- WORK ORDER
Produce the records below again, word for word, but stop after the line that contains "In the photo above, where can the black-framed".

..............................

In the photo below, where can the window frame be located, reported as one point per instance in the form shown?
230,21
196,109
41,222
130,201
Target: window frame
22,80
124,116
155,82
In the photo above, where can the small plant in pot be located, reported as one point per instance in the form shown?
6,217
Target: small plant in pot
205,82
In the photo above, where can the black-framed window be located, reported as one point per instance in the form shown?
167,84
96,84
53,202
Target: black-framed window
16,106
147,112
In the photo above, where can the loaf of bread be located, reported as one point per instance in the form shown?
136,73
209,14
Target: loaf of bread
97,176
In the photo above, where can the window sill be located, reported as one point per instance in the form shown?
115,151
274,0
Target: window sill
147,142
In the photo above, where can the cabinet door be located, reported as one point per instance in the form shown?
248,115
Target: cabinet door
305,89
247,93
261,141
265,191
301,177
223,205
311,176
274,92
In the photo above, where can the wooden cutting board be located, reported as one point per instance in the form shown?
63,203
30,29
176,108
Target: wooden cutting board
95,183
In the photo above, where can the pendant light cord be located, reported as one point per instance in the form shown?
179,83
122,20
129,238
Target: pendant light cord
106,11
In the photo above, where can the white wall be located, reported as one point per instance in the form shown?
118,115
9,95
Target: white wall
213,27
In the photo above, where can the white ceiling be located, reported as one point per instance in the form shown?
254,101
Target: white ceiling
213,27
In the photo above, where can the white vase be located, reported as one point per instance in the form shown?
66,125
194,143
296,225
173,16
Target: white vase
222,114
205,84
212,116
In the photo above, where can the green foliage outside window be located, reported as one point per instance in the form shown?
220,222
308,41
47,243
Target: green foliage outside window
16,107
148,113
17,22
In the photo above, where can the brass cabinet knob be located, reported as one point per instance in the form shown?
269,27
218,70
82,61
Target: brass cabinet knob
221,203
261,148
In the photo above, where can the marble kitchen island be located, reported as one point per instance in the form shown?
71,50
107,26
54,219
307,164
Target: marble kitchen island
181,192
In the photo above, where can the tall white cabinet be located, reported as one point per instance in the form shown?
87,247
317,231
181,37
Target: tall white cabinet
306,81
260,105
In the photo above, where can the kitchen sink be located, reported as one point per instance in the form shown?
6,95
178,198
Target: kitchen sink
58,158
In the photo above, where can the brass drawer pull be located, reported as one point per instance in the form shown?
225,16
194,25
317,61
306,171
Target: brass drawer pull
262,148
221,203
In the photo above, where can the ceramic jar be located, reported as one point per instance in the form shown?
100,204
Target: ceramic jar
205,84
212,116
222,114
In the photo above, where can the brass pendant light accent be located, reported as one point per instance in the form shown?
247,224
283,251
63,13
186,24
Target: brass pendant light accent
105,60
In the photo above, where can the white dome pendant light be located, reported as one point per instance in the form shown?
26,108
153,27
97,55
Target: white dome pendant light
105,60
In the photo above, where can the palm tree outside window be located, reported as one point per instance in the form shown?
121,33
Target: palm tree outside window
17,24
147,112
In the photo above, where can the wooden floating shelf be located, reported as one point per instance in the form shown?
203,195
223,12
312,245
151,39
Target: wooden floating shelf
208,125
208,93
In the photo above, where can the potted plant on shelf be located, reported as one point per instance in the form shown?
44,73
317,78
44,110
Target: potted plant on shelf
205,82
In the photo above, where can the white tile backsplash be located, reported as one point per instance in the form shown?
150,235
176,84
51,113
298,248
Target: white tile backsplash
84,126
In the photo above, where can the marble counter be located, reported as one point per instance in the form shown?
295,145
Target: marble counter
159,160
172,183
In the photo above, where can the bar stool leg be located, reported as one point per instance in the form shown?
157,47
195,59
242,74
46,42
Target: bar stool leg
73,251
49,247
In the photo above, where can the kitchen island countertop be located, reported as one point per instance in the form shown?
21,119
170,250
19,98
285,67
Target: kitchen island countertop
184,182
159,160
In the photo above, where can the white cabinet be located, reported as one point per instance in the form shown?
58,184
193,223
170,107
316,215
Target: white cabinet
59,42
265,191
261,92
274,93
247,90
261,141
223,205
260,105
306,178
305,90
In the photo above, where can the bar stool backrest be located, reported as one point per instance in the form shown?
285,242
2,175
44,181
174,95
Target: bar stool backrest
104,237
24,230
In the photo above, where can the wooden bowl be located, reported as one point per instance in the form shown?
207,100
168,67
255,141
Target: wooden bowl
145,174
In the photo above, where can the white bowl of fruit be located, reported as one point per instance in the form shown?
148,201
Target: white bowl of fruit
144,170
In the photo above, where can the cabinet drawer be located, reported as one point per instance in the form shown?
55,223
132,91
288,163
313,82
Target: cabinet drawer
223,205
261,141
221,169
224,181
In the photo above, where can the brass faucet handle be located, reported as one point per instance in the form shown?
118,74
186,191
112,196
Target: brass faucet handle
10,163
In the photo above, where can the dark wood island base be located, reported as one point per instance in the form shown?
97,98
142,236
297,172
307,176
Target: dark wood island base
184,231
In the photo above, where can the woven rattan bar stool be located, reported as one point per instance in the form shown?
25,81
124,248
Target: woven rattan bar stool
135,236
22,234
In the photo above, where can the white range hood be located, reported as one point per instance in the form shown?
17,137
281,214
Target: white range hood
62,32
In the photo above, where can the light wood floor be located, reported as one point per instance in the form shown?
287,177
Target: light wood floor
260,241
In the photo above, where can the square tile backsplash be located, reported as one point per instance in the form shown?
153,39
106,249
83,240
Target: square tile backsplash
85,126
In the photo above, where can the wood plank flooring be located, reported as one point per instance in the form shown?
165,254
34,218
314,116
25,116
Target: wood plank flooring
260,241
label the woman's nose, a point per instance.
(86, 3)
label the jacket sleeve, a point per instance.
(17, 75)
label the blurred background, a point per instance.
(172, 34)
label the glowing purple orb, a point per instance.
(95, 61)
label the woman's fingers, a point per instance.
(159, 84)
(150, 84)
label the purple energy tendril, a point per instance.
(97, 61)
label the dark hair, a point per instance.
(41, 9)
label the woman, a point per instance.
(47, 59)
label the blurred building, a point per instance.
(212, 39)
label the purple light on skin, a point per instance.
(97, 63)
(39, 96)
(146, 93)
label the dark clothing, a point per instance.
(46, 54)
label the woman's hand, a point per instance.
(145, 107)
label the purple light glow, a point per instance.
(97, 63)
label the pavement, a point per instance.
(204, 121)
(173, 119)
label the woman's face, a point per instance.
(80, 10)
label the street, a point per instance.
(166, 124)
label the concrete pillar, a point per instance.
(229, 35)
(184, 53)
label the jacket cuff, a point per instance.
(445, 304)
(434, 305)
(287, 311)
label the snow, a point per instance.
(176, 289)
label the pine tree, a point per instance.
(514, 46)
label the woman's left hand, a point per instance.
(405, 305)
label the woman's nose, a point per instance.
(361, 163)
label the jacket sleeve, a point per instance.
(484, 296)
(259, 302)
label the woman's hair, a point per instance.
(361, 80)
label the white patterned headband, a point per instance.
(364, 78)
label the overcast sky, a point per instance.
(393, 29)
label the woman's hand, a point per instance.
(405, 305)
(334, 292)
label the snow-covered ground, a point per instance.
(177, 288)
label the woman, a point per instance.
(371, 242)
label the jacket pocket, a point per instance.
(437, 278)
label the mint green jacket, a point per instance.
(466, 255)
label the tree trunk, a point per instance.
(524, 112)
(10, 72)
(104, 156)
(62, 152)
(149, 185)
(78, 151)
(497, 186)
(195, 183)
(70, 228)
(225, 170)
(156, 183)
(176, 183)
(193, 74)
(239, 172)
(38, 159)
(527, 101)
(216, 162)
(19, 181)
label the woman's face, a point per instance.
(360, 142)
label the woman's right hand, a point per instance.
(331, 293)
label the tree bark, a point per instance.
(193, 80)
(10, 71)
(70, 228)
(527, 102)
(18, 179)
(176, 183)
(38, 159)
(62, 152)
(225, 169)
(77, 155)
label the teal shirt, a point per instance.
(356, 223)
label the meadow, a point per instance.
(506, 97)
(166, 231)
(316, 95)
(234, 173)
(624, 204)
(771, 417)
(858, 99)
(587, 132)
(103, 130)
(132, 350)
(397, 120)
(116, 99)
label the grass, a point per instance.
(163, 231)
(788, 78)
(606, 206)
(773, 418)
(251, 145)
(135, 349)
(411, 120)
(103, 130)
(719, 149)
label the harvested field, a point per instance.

..............................

- TASK RESULT
In the photo below, where can the window frame be located, reported as one point per instance in the form shown?
230,21
196,109
41,222
130,201
Target: window frame
22,80
124,116
155,82
In the photo above, where can the small plant in pot be located, reported as one point per instance in the form shown?
6,217
Target: small plant in pot
205,82
In the photo above, where can the black-framed window be located, reported as one point per instance in the form shown?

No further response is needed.